[What is being asked]:
The expected response is a copy of every line in the entries below that includes the word "concrete".
-*-*-
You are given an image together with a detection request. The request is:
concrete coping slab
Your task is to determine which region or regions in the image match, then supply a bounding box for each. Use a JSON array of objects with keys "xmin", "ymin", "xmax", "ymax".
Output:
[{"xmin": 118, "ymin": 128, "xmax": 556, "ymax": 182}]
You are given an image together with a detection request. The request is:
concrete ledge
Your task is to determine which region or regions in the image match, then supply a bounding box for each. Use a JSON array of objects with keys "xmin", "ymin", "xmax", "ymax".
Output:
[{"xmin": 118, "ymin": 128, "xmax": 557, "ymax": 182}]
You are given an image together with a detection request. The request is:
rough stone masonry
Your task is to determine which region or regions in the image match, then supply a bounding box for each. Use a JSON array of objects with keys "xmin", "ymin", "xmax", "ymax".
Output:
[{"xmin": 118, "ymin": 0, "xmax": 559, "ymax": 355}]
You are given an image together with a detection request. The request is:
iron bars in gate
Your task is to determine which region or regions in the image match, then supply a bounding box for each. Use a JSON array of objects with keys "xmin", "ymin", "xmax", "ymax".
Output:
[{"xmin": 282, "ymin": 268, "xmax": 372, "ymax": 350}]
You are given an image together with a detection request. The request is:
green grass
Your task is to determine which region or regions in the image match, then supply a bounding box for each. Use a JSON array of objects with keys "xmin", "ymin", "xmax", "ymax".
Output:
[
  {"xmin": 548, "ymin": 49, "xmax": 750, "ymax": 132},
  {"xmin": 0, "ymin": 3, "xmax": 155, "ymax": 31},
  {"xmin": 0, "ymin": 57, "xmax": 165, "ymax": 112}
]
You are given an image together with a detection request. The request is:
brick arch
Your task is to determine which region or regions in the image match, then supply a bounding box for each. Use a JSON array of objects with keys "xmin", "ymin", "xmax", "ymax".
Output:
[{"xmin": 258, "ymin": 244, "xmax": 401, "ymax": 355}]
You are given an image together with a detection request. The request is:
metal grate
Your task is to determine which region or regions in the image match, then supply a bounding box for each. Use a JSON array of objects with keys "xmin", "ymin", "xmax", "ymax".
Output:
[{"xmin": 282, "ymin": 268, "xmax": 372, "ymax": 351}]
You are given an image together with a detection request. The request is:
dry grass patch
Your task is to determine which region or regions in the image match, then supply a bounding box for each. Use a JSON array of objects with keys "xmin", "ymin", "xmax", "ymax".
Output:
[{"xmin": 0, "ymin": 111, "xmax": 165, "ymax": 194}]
-*-*-
[Answer to this task]:
concrete coping slab
concrete ledge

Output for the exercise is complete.